» **Excerpted text**
-- Begin --

SUCHITOTO, El Salvador- A major attribute of a rising tourist town is that the overhead for running a business often rises to the point where the only people able to afford it are those raking in money from the tourists. In this way, tourism is a self-feeding industry: the more money that comes into a [...]
SUCHITOTO, El Salvador- A major attribute of a rising tourist town is that the overhead for running a business often rises to the point where the only people able to afford it are those raking in money from the tourists. In this way, tourism is a self-feeding industry: the more money that comes into a town through tourism, the higher utilities cost, the higher rent goes, and soon enough, the only businesses in downtown are those who cater to the people from far away with the money.
The local businesses whose clientele are the people who actually live in the town — businesses such as pupusarias — often cannot sustain rising costs (as their customers cannot afford higher prices) and are kicked out to the periphery of their own city or they close up shop altogether. And another vacancy is created for the expensive tourist restaurants, language schools, volunteer operations, and hotels to move right in — as the heart of the city is rigged for visitors.
Simply put, a busy restaurant charging $10 for a plate of food can afford a $112 water bill and rising rent, a pupusaria charging 30 cents a pupusa and 5 cents a tortilla, not as much.

-- End --

» **Recorded information**
-- Begin --

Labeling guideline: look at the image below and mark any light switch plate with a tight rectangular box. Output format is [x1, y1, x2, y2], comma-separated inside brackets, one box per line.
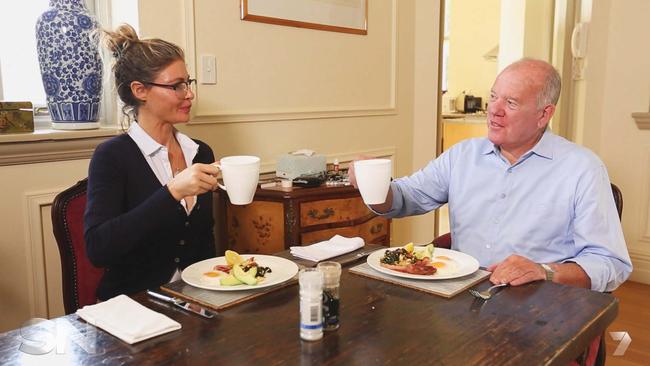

-- End --

» **Written tasks**
(1) In the Suchitoto tourism passage, how much does a pupusaria charge for a tortilla?
(2) List the kinds of businesses that the Suchitoto tourism passage says move into the vacancies left downtown.
(3) Give the Suchitoto tourism passage between "The local businesses" and "not as much.", inclusive, again, swapping "hotels" out for "guesthouses".

» **Worked answers**
(1) 5 cents

(2) Expensive tourist restaurants, language schools, volunteer operations, and hotels

(3)
The local businesses whose clientele are the people who actually live in the town — businesses such as pupusarias — often cannot sustain rising costs (as their customers cannot afford higher prices) and are kicked out to the periphery of their own city or they close up shop altogether. And another vacancy is created for the expensive tourist restaurants, language schools, volunteer operations, and guesthouses to move right in — as the heart of the city is rigged for visitors.
Simply put, a busy restaurant charging $10 for a plate of food can afford a $112 water bill and rising rent, a pupusaria charging 30 cents a pupusa and 5 cents a tortilla, not as much.